Text excerpt:
EPIK Timeline

If you’re anything like I was at the beginning of your process of even thinking of applying to EPIK, you are incredibly interested in specific timelines of how long it takes between application and arrival in Korea (and also some associated costs).  Here’s a timeline of my application process, bearing in mind that I applied pretty early (which I’d recommend), I’m Canadian (American background checks are a bit more convoluted) and that I worked with a recruiter (Korvia).

 

2015

  • Early to mid-August
    • Started thinking about and researching EPIK and the application process
    • Researched what MOE/POE I wanted to apply for
    • Looked into schools to complete my TESL
    • Filled out Korvia’s application/screening form
    • Requested extra transcripts from my school (no cost, woo)
    • Renewed my passport
  • Mid- to late August
    • Passed Korvia’s pre-screening, was assigned a coordinator at Korvia (Sarah, she was wonderful.)
    • Applied to and interviewed for the Canadian Centre for Language and Cultural Studies where I wanted to (and would do) my TESL course.
    • Asked two people for future reference letters.
      • I was initially operating under the assumption that applications would open in October, which would allow me to have completed some actual TESL training before filling out my application, but that was moved up to September 1st in late August.
    • Frantically updated my referees that I would need letters much sooner than I’d initially said.
    • Started working on EPIK application, specifically researching how to do a lesson plan.
  •   August 28th
    • Applied for a police check. My local station had a fingerprint scanner, thankfully, so I could just do it there.
  • August 31st
    • Applied for a second police check, because I noticed that my receipt didn’t have my middle names on it, and for some reason they had checked that I wanted my results in French. ($85 total for the police check)
  • September 2nd
    • Finished my application, submitted it to Sarah at Korvia for review
  • September 5th
    • Went to the drugstore, got some of course incredibly flattering passport photos done, to use in the EPIK application. ($14)
  • September 6th
    • Digital scans of my reference letters arrived
      • Note: don’t be like me, ask for the hardcopies soon thereafter, and make sure they aren’t, for some reason, digitally signed (more on that below).
    • Submitted final application to Korvia
  • September 7th
    • Korvia submitted my application to EPIK
  • September 9th
    • Started my TESL course at CCLCS. Tuition and text books totalled around $1800*.  I lived with my Aunt in Toronto, so I saved on housing, just had some transportation costs via the TTC.
      • *There are tons of inexpensive online certifications out there.  I am fortunate enough to have the financial support of my parents which allowed me to do the in-class option, which was a just wonderful experience for me. I couldn’t be happier with CCLCS and recommend them to anyone in the Toronto area who is interested in TESL abroad or in Canada. Bonus: it’s situated in Koreatown.
  • Somewhere in here
    • Had my mother pick up my completed police check
  • October 9th
    • Finished my TESL (in-class portion)

Excerpted data:
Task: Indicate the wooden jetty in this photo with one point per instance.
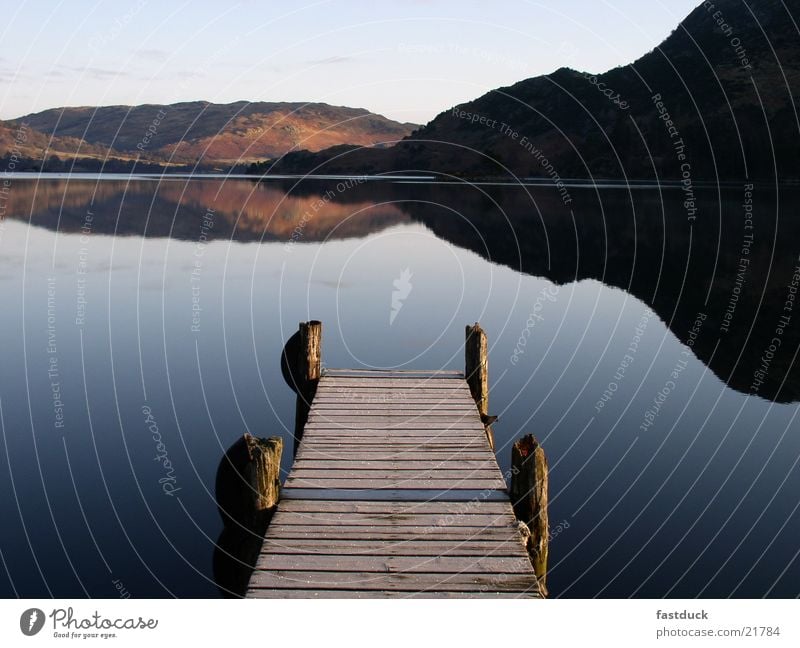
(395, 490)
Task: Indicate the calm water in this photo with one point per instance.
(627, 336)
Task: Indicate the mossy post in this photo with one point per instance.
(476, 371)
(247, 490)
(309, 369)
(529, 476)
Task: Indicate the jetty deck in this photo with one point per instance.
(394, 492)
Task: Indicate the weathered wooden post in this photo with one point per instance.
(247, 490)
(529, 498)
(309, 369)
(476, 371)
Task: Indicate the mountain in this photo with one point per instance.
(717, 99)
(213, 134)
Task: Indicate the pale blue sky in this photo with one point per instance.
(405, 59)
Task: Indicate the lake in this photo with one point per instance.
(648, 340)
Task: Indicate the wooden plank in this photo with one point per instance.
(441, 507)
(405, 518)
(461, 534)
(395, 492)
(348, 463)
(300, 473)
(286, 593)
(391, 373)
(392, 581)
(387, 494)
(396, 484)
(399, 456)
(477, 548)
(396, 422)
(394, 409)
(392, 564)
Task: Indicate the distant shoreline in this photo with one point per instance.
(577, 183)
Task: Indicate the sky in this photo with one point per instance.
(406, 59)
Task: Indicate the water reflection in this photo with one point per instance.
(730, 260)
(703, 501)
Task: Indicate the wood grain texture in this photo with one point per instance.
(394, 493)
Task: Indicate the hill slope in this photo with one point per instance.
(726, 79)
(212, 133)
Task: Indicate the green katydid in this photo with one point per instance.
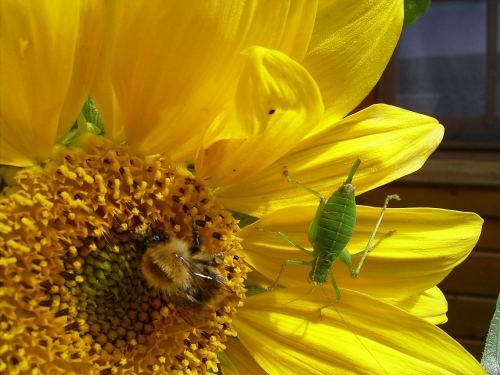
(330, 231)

...

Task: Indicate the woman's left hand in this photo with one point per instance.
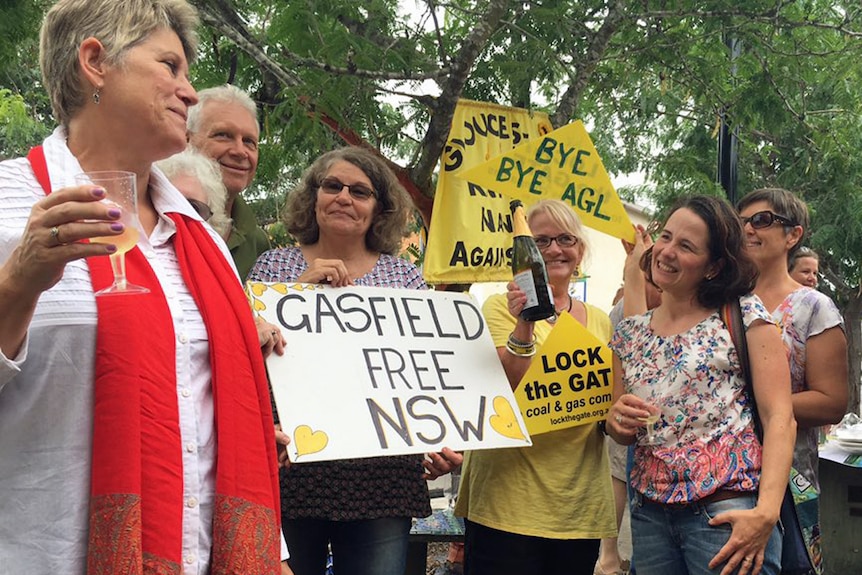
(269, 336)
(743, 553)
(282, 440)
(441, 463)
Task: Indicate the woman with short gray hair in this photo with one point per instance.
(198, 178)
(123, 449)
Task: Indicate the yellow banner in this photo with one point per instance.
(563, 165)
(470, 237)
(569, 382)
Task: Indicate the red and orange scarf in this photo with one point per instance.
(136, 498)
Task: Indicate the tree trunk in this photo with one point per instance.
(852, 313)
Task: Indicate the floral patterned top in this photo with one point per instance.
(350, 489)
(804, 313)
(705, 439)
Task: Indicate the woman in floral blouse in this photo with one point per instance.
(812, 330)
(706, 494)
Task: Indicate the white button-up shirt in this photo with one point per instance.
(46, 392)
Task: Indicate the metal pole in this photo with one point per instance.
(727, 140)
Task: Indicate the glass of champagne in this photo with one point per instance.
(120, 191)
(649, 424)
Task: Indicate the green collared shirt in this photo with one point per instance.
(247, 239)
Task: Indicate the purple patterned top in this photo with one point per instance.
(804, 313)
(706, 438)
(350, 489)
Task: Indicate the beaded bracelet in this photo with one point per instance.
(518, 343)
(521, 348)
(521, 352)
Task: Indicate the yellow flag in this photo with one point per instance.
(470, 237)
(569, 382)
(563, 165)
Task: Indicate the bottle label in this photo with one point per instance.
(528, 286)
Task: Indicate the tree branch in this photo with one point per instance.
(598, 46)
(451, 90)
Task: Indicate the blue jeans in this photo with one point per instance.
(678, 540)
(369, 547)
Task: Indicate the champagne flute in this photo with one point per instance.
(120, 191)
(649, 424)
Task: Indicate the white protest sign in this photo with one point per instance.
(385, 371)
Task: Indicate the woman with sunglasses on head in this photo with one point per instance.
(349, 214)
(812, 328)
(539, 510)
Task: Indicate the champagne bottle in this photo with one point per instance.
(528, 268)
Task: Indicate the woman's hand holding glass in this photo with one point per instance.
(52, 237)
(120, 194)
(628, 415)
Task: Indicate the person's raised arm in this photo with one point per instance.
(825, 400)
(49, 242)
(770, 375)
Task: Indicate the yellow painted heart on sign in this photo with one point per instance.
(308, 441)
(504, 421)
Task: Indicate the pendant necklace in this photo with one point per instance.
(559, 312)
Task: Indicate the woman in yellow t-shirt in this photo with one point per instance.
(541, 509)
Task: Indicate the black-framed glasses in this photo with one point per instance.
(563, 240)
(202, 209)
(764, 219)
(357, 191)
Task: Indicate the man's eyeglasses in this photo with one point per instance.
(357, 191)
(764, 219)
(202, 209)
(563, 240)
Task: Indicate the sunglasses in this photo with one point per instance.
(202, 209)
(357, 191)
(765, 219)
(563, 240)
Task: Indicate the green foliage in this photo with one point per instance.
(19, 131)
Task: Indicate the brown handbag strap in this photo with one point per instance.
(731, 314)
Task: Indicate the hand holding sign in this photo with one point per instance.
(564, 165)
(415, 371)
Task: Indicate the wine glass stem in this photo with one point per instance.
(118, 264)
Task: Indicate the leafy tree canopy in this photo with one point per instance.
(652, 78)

Complete the following:
1) According to the EPIK timeline, what was the total cost of the police check?
2) Quote everything in the EPIK timeline from "If you’re anything" down to "a recruiter (Korvia).".
3) Extend the EPIK timeline from its last entry onward.
The rows have no connection to the EPIK timeline.

Answers by task:
1) $85

2)
If you’re anything like I was at the beginning of your process of even thinking of applying to EPIK, you are incredibly interested in specific timelines of how long it takes between application and arrival in Korea (and also some associated costs).  Here’s a timeline of my application process, bearing in mind that I applied pretty early (which I’d recommend), I’m Canadian (American background checks are a bit more convoluted) and that I worked with a recruiter (Korvia).

3)
  • October 19th
    • Received an e-mail invitation to an EPIK interview
  • October 26th
    • 12:30 a.m.: pre-interview with Sarah from Korvia to test my connection.
    • 1:10 a.m.: EPIK interview. Done via Skype, lasted about 20-30 minutes.
    • 8:10 p.m.: received notice that I had passed the interview.
    • Asked my referees for the physical copies of my reference letters. (Should have done this earlier.)
  • October 27th to 30th
    • Photocopied everything. Passport, police check, degree.
    • Had my degree and police check notarized. A family friend is a lawyer/notary public and, amazingly, did this free of charge.
    • Went to the Korean Consulate in Toronto to have consular seals affixed to my background check.
    • Received both reference letters.
    • Mailed my documents to Korvia. ($72 via Canada Post)
  • November 1st
    • Documents arrived in Korea
  • November 2nd
    • Notified that one of my reference letters had a digital, not ink signature. I hadn’t checked the sealed envelope before sending it, assuming it would be the original letter.
    • Requested a second, signed reference letter.
  • November 3rd
    • Returned to Toronto to begin my TESL Practicum (practical teaching in a CCLCS-affiliated LINC school
  • November 4th to 12th
    • TESL Practicum
      • (Best week ever.)
  • November 5th
    • Second copy of reference letter resent. (~$70)
  • November 9th 
    • All documents forwarded to EPIK from Korvia
  • December 9th
    • Received my placement: Gwangju!
  • December 30th
    • E-mailed notice that my contract package had been shipped.

 

2016

  • January 4th
    • NOA and contract package arrived
    • Purchased my plane ticket ($1,080)
      • It’s recommended to wait until you have your visa in-hand before doing this, but I took the gamble
  • January 6th
    • Went to Wal-mart to pick up 8 copies of a passport photo. ($48)
  • January 7th
    • Applied for my visa at the Toronto Korean Consulate ($72)
  • January 11th
    • Submitted a digital scan of my TESL certificate
      • (Whoops, delayed submitting my final project for way too long.)
  • January 12th
    • Invitation to complete EPIK Pre-Orientation.
  • January 15th
    • Picked up my visa from the Consulate.
  • January 19th
    • Received my Orientation Itinerary.
  • February 17th
    • Departure date!  Toronto –> Vancouver –> Seoul (February 18th)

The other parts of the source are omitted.